* _Text zur Analyse_:
============
Da stand ich also vor dem Mutterschiff des Büsis. Eine ganze Kindheit hatte offenbar nicht ausgereicht, um mir die Liebe zu diesem Kätzchen auszutreiben und nun, im Alter von 27 Jahren, in absolut unangemessenem Ausmass glückselig und aufgekratzt, betrat ich zum ersten Mal: den Flagshipstore von Hello Kitty in Tokio. Fünf Stockwerke geballte Niedlichkeit, lächelnde Hamburger mit Armen aus Pommes, weichgezeichnete Tiere in Mintgrün und Fliederfarben, ein Trip auf dem Regenbogen. Ausser mir schlichen an diesem Nachmittag nur ein paar verwahrlost wirkende Japanerinnen um die Regale. Irgendwann begann ich mich zu fragen, ob, wer nach Studiumabschluss noch immer wegen einem Büsi mit Schleife am Ohr in rauschähnliche Zustände verfällt, eines Tages zwangsläufig in einer rosarot zugemüllten Zwölfquadratmeterwohnung in einem Tokioter Vorort endet. Mit einem «My Melody»-Zahnputzglas und zwei «Little Twin Stars»-Stempelsets hastete ich zur Kasse.
============
* _Gegebene Datensätze_:
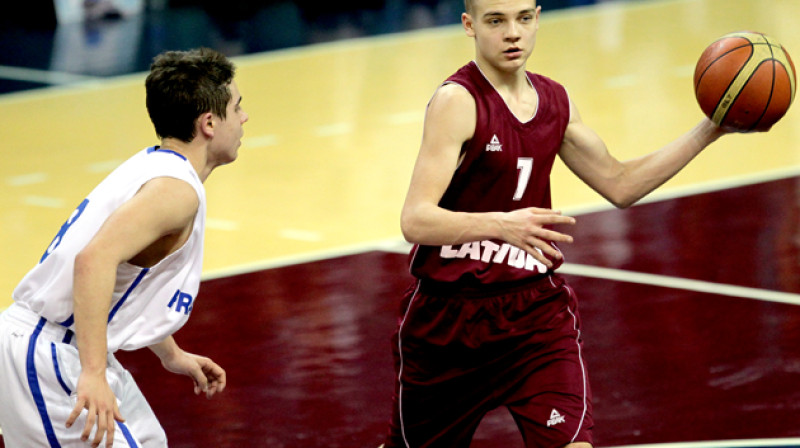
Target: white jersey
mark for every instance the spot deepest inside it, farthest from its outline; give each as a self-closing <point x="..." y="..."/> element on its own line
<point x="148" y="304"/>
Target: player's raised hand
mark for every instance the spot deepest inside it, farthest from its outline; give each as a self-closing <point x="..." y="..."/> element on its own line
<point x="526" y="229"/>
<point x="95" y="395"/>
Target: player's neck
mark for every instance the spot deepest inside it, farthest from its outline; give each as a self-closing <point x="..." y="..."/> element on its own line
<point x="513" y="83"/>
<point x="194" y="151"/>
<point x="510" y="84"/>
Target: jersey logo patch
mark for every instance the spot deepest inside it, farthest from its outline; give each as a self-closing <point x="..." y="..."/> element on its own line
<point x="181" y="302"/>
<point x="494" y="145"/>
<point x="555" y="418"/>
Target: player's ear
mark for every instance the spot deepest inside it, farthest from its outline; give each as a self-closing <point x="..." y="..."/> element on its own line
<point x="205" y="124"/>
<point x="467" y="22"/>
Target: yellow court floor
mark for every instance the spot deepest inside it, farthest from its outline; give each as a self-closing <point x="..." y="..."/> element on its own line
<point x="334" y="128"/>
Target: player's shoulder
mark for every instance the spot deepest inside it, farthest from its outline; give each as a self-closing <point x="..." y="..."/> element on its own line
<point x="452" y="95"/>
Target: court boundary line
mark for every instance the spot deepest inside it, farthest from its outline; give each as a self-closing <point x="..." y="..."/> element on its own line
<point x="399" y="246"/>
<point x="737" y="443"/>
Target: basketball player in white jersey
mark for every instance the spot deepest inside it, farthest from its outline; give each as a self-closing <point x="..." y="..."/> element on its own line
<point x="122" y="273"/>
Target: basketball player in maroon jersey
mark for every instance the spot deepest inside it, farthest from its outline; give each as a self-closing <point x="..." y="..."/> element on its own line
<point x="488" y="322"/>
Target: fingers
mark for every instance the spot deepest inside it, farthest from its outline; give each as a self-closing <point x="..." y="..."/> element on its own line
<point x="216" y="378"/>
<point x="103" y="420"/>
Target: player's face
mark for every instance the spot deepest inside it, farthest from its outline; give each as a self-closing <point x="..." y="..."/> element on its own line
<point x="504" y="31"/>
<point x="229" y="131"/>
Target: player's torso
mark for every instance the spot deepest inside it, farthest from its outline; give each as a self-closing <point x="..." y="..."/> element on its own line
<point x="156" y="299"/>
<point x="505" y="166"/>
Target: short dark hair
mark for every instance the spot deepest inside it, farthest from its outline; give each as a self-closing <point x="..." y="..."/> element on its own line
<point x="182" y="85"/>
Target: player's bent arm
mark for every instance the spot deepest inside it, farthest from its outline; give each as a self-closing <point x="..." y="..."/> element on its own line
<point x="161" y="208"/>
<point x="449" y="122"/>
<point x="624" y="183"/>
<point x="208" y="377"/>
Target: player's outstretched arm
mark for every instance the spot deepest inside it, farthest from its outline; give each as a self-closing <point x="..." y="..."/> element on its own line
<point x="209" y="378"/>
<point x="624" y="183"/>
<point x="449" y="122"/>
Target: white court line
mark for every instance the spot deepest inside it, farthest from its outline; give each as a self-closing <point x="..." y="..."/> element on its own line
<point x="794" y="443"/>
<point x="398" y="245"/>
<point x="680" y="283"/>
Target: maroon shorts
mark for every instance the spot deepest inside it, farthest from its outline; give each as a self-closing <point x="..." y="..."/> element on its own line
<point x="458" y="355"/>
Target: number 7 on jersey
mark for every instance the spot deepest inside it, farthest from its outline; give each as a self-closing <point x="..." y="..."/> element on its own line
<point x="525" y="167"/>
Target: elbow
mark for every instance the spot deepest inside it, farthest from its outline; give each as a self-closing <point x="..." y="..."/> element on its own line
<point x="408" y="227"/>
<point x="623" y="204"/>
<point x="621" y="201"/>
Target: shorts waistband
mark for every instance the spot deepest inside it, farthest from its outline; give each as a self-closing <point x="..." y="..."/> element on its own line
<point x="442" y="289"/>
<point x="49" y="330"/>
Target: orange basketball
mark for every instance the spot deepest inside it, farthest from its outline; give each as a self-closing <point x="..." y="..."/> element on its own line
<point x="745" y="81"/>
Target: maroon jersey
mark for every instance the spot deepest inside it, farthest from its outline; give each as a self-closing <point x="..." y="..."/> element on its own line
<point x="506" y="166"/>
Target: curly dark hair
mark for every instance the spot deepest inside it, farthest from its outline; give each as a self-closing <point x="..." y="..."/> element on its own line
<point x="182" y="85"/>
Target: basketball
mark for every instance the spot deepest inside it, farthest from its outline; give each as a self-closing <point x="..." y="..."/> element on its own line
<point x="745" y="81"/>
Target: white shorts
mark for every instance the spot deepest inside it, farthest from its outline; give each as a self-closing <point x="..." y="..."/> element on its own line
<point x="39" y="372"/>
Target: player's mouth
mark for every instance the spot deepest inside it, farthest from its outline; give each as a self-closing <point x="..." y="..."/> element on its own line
============
* _Zu bearbeiten_:
[1] Beantworte diese Fragen zum Text über den Hello-Kitty-Laden in Tokio:
(a) Wie alt ist die erzählende Person, als sie den Laden zum ersten Mal betritt?
(b) Wie viele Stockwerke hat der Laden?
(c) Womit eilt die erzählende Person am Ende zur Kasse?
[2] Nenne alle Farben, die im Text über den Hello-Kitty-Laden vorkommen.

* _Gelöste Aufgaben_:
[1]
(a) 27 Jahre
(b) Fünf Stockwerke
(c) Mit einem «My Melody»-Zahnputzglas und zwei «Little Twin Stars»-Stempelsets

[2] Mintgrün, Fliederfarben, rosarot